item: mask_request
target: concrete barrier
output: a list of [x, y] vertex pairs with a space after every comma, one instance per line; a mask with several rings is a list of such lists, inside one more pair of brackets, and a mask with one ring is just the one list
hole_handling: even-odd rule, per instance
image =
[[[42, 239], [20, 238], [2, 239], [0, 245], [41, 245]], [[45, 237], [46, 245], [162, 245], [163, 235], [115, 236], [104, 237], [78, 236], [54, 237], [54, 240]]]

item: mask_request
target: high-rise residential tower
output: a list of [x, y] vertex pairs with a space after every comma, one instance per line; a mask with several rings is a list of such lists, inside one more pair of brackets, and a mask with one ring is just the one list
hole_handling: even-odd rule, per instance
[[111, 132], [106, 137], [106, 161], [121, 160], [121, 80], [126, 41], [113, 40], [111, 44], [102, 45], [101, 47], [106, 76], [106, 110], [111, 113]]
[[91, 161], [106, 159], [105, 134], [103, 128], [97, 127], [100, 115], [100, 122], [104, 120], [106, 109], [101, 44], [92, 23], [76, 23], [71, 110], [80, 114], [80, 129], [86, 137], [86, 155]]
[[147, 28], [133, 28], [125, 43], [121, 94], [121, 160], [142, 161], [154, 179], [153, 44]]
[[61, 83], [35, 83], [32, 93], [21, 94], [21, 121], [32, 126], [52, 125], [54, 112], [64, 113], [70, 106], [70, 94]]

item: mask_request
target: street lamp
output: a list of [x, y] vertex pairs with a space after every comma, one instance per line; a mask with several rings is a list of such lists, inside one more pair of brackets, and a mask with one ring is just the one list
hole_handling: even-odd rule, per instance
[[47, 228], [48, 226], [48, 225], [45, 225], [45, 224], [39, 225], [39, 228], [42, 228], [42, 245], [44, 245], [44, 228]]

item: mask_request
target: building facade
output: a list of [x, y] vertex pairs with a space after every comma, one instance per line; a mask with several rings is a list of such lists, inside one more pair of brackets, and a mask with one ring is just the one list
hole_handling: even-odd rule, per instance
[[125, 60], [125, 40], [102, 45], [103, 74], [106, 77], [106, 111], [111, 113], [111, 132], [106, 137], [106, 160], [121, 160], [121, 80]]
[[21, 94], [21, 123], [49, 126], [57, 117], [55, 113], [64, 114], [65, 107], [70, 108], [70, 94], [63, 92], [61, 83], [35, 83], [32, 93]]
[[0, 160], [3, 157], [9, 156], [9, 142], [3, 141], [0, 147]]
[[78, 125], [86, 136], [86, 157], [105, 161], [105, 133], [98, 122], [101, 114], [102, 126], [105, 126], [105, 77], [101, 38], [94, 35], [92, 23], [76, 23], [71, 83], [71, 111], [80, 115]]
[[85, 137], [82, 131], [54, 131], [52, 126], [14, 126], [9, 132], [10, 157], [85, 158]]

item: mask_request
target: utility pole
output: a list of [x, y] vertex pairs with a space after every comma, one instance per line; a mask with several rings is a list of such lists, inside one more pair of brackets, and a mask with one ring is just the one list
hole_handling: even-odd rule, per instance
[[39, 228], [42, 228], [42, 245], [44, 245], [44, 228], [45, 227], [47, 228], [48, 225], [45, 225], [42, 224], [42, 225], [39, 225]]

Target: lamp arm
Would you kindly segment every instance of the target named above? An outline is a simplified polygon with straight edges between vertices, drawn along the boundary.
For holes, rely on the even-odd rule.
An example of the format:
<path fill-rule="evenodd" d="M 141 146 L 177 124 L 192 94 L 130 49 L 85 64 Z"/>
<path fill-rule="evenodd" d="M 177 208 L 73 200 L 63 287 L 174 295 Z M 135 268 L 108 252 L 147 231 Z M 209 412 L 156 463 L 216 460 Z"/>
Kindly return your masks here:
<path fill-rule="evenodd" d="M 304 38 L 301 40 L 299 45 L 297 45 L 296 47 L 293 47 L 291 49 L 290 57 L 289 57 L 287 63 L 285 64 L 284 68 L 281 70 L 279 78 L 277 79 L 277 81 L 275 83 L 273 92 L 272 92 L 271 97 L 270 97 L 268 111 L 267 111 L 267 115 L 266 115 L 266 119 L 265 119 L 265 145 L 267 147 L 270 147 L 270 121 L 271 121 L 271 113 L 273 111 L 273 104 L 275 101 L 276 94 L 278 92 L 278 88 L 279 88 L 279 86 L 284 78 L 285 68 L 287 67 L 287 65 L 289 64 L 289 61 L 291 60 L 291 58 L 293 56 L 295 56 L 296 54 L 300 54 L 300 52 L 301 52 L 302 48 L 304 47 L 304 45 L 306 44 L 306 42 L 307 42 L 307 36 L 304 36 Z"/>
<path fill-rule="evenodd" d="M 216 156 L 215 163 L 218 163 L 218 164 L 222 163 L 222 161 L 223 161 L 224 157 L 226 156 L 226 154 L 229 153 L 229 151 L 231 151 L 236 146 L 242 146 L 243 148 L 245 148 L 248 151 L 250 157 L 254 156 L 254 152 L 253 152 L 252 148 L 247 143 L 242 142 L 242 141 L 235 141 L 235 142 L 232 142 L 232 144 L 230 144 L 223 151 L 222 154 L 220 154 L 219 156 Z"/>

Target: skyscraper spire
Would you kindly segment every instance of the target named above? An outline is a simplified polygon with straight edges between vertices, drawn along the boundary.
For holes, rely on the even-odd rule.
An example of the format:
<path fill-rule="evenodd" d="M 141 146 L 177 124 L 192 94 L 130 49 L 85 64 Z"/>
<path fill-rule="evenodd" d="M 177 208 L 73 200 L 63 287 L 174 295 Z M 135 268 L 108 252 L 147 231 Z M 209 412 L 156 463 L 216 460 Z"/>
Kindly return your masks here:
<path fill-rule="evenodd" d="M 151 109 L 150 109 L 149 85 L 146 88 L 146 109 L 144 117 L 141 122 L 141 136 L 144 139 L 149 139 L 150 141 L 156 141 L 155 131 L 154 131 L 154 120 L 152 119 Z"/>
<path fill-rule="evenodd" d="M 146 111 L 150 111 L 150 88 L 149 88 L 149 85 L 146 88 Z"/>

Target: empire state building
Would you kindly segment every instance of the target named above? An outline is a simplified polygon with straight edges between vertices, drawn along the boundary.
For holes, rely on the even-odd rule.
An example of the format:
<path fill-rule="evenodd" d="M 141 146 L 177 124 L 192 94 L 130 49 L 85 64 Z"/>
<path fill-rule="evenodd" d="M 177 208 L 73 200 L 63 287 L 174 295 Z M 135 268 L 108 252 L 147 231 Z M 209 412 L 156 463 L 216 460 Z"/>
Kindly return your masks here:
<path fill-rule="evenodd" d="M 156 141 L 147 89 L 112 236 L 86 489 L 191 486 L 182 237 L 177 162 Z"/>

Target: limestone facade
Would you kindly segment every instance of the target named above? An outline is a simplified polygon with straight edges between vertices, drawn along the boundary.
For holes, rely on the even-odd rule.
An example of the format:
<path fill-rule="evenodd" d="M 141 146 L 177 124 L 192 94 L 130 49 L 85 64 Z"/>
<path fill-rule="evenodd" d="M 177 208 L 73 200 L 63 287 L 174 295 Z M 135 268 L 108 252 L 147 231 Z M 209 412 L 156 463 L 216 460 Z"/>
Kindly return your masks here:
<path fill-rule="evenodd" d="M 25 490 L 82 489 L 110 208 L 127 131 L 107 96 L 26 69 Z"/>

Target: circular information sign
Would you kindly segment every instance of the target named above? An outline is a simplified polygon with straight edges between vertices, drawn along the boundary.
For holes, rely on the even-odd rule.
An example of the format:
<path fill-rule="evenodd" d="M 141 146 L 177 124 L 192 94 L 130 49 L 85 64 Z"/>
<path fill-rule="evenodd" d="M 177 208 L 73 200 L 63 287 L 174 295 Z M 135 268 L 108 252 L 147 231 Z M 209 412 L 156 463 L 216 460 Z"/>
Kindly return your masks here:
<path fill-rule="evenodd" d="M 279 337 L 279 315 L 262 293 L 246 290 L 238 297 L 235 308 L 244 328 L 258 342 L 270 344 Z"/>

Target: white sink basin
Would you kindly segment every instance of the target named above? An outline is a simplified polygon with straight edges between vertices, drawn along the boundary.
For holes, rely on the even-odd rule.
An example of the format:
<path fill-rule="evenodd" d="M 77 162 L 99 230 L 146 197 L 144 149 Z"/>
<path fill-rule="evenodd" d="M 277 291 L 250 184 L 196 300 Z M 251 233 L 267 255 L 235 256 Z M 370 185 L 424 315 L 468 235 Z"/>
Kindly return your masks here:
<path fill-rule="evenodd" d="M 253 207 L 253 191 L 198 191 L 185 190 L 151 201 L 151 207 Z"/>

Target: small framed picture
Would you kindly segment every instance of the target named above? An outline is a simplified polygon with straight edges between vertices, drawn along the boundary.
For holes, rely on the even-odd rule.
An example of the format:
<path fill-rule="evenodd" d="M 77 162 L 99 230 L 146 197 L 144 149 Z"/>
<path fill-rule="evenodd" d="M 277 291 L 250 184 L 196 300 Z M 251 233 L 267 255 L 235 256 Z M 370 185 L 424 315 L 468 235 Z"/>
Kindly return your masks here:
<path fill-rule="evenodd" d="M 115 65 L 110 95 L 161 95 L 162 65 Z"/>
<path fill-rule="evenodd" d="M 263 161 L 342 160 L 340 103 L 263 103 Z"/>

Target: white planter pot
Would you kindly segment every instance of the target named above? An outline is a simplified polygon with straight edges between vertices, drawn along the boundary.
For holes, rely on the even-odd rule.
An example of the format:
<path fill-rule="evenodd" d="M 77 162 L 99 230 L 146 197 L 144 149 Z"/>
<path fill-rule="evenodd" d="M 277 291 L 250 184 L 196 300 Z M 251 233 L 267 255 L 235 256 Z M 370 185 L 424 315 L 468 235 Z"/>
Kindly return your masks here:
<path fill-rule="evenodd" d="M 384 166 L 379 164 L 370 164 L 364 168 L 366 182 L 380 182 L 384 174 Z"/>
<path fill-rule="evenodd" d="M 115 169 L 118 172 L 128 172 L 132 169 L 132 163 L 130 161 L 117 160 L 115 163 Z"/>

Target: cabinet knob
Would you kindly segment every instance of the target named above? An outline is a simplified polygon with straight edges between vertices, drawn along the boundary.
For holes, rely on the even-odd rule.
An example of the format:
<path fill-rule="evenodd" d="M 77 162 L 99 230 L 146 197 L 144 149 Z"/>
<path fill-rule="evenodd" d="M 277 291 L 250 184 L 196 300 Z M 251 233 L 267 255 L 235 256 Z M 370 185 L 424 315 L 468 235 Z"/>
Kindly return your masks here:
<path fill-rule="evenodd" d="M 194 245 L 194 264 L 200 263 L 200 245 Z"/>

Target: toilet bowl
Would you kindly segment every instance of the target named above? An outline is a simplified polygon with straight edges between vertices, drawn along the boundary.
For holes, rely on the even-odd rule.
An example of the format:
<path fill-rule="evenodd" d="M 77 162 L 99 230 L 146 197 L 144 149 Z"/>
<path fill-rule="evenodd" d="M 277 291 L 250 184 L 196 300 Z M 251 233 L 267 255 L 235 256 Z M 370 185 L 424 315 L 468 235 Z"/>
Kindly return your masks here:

—————

→ TASK DESCRIPTION
Recast the listing, from its first line through the line containing "237], [54, 240]]]", as a Markdown table with the columns Row and Line. Number each row and leave out any blank lines.

→ COMPLETE OUTPUT
| Row | Line |
|---|---|
| 1 | item: mask_request |
| 2 | target: concrete barrier |
| 3 | output: a list of [x, y] vertex pairs with a space after every comma, one instance per line; a mask with several rings is a list of such lists, inside one more pair of brackets, and a mask with one ring is just the one list |
| 4 | hole_handling: even-odd rule, per instance |
| 5 | image = |
| 6 | [[[42, 239], [20, 238], [2, 239], [0, 245], [41, 245]], [[45, 237], [46, 245], [162, 245], [163, 235], [115, 236], [104, 237], [78, 236], [54, 237], [54, 240]]] |